*** Opening SOURCE MATERIAL ***
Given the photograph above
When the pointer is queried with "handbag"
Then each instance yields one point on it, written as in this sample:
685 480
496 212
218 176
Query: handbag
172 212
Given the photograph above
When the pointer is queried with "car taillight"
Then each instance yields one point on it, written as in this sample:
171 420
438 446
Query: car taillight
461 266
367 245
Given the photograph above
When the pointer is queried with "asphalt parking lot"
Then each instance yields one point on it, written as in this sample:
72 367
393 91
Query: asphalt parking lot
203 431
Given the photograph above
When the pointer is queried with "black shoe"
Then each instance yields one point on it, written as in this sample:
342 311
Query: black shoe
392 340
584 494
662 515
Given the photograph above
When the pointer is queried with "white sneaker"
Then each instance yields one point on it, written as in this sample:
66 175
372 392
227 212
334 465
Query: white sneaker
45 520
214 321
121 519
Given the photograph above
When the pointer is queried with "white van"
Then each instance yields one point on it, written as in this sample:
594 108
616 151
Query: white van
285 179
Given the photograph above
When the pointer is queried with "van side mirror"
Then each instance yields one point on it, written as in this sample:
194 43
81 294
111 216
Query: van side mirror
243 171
*** Closing SOURCE MATERIAL ***
*** Opening SOURCE MATERIAL ***
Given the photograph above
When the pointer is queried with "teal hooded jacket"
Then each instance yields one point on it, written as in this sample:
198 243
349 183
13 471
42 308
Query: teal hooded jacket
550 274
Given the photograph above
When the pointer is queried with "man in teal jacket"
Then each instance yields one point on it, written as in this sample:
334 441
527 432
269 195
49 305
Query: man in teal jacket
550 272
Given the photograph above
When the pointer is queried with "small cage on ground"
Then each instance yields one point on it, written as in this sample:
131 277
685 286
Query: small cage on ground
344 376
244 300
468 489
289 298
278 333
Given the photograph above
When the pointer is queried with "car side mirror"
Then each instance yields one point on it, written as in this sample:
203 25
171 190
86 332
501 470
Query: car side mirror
*** Closing SOURCE MATERIAL ***
- [ACTION ITEM]:
In the data above, each line holding "with" is to be found and copied.

- [OUTPUT OF THE EXERCISE]:
When the pointer is queried with "handbag"
When the pointer is queried with "car taillight"
When the pointer is queried with "asphalt parking lot"
When the pointer is queried with "black shoe"
When the pointer is queried with "white sneaker"
When the pointer is queried with "white van"
When the pointer is queried with "van side mirror"
When the pointer is queried with "teal hooded jacket"
When the pointer is queried with "man in teal jacket"
When the pointer is queried with "small cage on ground"
When the pointer is queried with "car side mirror"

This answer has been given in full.